> [Supplied passage]:
It’s not often all the family gets together, and when it happens it’s usually while celebrating at weddings or weeping at funerals.
My grandmother’s recent funeral was no exception.
I’d always heard about my Nana Drew’s brothers and sisters, but I’d only ever met one. There were six of them. They immigrated to all parts of the world.
Back then when you left you rarely came home. There was no Internet or phones, so contact was extremely minimal, thus driving a further divide between families.
Diana Drew fell in love with my grandfather, Jackie, across a dance hall at the village green in Athy, County Kildare when they were young. He was a musician, a jazz player. She once told me how she was blown away by his good lucks and Kerry charm.
Unfortunately, for little Nana Drew, her family -- wealthy tailors who had a car when no one else did -- didn’t approve. What kind of life could a musician provide for her, they asked.
She didn’t care. She was in love, and that’s all that counted.
After a few months of dating Diana and Jackie were wed, without her family present, and they continued their life in Kerry where my grandfather continued to play music and supplemented it with garage work.
They were happy. As the years went by and we, her grandchildren, came along, we never heard the sad stories, only the happy ones.

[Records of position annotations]

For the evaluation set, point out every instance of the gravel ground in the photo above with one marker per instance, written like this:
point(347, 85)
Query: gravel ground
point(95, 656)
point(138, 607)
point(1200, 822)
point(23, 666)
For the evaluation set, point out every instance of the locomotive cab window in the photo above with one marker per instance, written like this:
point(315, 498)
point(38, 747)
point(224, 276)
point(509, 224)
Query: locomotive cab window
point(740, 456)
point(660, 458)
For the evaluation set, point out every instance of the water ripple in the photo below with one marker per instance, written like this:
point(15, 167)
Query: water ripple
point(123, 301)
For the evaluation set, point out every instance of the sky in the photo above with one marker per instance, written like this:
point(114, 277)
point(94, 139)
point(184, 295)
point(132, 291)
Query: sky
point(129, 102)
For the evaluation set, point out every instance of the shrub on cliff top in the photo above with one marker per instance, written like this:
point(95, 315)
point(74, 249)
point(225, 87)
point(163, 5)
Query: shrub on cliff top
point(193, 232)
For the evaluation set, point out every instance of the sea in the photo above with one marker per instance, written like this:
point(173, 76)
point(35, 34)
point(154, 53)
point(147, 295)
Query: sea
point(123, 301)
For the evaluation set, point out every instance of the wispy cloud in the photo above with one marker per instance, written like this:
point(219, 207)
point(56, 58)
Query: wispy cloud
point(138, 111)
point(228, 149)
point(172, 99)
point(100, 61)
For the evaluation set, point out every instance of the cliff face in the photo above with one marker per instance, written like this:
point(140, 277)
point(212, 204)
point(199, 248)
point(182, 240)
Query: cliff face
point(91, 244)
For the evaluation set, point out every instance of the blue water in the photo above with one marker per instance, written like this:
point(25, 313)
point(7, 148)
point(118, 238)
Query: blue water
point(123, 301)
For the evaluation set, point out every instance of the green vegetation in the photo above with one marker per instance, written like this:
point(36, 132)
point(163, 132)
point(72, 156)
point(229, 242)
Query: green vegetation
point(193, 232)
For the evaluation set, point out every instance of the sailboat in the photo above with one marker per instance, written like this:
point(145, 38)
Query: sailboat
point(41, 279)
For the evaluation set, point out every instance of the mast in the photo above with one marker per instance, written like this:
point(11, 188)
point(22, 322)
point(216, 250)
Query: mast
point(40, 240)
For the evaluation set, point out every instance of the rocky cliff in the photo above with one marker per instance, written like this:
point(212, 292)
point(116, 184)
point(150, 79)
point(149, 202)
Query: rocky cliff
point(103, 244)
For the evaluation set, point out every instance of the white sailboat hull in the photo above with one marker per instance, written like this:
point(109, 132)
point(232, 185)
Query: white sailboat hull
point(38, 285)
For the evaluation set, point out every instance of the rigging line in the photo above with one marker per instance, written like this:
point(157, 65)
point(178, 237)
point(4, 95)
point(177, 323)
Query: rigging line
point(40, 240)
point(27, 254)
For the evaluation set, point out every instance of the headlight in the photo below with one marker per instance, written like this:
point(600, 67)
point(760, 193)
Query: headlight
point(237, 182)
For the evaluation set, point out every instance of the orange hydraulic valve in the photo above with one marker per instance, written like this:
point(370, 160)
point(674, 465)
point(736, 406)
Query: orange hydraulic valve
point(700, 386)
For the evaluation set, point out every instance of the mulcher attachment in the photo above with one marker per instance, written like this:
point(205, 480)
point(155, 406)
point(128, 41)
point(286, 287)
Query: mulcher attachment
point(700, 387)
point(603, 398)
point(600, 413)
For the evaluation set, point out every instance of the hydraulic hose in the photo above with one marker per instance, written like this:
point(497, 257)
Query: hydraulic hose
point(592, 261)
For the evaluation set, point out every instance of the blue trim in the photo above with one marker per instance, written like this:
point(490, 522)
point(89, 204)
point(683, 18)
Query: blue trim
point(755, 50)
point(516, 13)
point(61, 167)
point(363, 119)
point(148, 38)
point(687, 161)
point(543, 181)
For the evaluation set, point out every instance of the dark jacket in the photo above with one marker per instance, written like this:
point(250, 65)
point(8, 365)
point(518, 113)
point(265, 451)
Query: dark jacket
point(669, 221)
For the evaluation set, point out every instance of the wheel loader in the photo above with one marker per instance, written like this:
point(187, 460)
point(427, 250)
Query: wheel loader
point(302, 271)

> [Goals]:
A. In the passage about Nana Drew, where did Diana and Jackie go on living after they married?
B. Say whether each statement agrees with the passage about Nana Drew, quoting the words that decide it: (i) Jackie played jazz. (ii) Diana's family attended her wedding. (iii) Diana's family were wealthy farmers.

> [Expected responses]:
A. In Kerry.

B.
(i) Yes: "He was a musician, a jazz player."
(ii) No: "Diana and Jackie were wed, without her family present"
(iii) No: "wealthy tailors who had a car when no one else did"